> **EXCERPT**

================

Limits of Power: The US Military Response to the Houthis
The US-led military effort to defend against attacks on international shipping in the Red Sea and Gulf of Aden by Yemen’s Houthi militia, and to deter future attacks of this nature, is floundering. Neither objective has been accomplished — merchant ships continue to be attacked, and there is no sign that the military strikes by the US and the UK have given the Houthis pause. Traditional diplomatic tools have been undermined by geopolitical factors outside the framework of US-Houthi interaction, namely the ongoing Israel-Hamas conflict in Gaza. The only mechanism of US policy implementation available is the one chosen at the start — the military option. Now, confronted with the inability of military force to achieve its policy objectives, Washington is caught in a trap of its own design, compelled to continue a policy course devoid of potential for a positive outcome because of the political and geopolitical consequences of conceding failure. As such, the US experience with the Houthis is a case study on the limits of power.
One of the important factors in the ongoing Middle East crisis that has grown out of the Oct. 7 attack by Hamas on Israel, and the subsequent Israeli military response, is the reactive nature of the actions of all parties involved. Other than the initial Hamas attack, there are no premeditated events — everything flows from a cause-and-effect reaction derived from the original sin, so to speak. What makes this phenomenon so critical is the self-limitations it has imposed on all the parties involved — by using extreme violence as the initiating factor, Hamas dictated that violence, not diplomacy, would be the dominant characteristic of any response.

================

> **CHALLENGE A**
Please copy out the rows word for word, from the line containing "point: white facade" through the end of the rows.

Records taken from a collection
================

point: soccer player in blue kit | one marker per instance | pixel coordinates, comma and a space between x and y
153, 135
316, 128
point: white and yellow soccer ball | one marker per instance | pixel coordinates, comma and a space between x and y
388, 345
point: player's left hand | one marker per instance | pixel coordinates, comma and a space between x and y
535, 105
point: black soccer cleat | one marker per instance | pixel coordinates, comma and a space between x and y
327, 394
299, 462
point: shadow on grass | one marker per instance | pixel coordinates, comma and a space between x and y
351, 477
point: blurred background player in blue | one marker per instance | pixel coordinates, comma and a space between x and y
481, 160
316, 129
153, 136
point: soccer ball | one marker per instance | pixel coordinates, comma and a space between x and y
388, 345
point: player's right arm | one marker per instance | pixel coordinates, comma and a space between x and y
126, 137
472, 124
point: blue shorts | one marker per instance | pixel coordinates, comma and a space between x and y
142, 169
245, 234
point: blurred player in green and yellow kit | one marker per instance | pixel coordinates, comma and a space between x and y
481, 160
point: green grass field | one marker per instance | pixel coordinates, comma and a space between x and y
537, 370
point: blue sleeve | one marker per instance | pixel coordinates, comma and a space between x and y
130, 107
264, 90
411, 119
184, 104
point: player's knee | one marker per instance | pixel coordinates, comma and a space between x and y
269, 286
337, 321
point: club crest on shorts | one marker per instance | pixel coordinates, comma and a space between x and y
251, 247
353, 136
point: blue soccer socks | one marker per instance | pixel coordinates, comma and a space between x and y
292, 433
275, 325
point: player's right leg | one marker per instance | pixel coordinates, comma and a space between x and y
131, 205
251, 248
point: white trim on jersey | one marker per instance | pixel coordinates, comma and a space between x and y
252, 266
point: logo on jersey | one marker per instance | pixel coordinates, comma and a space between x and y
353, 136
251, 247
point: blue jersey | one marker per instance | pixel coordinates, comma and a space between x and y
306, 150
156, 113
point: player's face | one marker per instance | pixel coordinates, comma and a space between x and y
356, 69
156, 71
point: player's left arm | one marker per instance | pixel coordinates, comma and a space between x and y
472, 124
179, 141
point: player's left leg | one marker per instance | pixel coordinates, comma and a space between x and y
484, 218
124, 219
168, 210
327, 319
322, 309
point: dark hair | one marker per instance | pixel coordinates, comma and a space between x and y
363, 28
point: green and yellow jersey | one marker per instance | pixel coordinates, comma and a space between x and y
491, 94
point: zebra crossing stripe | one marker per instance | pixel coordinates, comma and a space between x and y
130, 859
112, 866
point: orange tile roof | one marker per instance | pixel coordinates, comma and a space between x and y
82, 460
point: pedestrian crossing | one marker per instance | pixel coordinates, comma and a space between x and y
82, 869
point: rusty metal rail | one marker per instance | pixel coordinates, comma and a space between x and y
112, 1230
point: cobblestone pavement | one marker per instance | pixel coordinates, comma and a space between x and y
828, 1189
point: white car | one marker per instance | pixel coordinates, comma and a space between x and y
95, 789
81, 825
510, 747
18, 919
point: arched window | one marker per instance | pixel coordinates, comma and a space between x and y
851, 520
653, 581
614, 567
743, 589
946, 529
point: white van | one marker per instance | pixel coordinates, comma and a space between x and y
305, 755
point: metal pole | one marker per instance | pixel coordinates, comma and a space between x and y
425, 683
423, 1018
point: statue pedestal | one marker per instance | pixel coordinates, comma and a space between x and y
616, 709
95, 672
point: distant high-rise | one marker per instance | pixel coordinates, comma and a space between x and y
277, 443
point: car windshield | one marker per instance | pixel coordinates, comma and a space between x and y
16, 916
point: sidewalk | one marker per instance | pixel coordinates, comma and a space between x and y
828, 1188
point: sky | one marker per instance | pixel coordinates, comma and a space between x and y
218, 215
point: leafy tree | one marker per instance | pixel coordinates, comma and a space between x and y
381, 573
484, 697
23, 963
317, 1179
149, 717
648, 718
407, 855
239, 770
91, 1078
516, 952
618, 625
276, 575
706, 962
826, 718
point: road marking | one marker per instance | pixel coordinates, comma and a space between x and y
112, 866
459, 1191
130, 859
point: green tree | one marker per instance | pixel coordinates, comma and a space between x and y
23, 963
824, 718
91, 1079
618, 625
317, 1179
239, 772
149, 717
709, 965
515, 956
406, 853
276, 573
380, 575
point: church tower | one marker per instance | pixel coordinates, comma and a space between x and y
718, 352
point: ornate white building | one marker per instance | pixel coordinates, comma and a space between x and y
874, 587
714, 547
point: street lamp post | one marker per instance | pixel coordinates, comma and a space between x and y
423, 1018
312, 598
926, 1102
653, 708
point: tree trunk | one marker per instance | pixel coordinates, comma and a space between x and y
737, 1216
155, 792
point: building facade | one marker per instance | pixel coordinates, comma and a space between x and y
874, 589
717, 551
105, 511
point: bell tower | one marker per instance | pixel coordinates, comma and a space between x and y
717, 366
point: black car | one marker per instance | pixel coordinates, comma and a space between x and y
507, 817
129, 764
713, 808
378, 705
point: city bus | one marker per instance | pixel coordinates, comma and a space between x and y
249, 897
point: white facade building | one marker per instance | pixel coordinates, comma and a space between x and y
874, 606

================

> **CHALLENGE B**
Extend the piece on the US military response to the Houthis, picking up after its last sentence.

> **RIGHT ANSWER A**
point: white facade building | one marker per instance | pixel coordinates, comma and a space between x and y
874, 606

> **RIGHT ANSWER B**
Israel has defined its goals and objectives in response to the Hamas attack in stark, uncompromising terms — the military and political destruction of Hamas. The US, in supporting Israel, is constrained by the limitations imposed by the Israeli policy. To the extent that diplomacy has been employed, it is in the furtherance of Israel’s stated objectives — talks regarding hostage exchanges, humanitarian assistance and cease-fire arrangements are treated as situational events, as opposed to conflict-ending mechanics.
The Deterrence Trap
The all-or-nothing approach taken by Israel has impacted the ability of the US to shape the conflict using traditional diplomacy. Under normal circumstances, the threat of military force would be de-emphasized and, if mentioned at all, would only be in the context of deterring escalation, or as a force of stability or guarantor of peace in any conflict resolution discussions. The limitations imposed by Israel’s hardline stance has pushed US military power to the forefront, however. From the start, the US has been focused on facilitating Israeli policy objectives vis-a-vis Hamas, supplying military weapons to Israel while deploying military forces to the region to deter Hezbollah and Iran from entering the conflict on the side of Hamas. Diplomacy has been relegated to a supporting role, namely blocking any intervention by the UN Security Council deemed incompatible with Israeli goals and objectives.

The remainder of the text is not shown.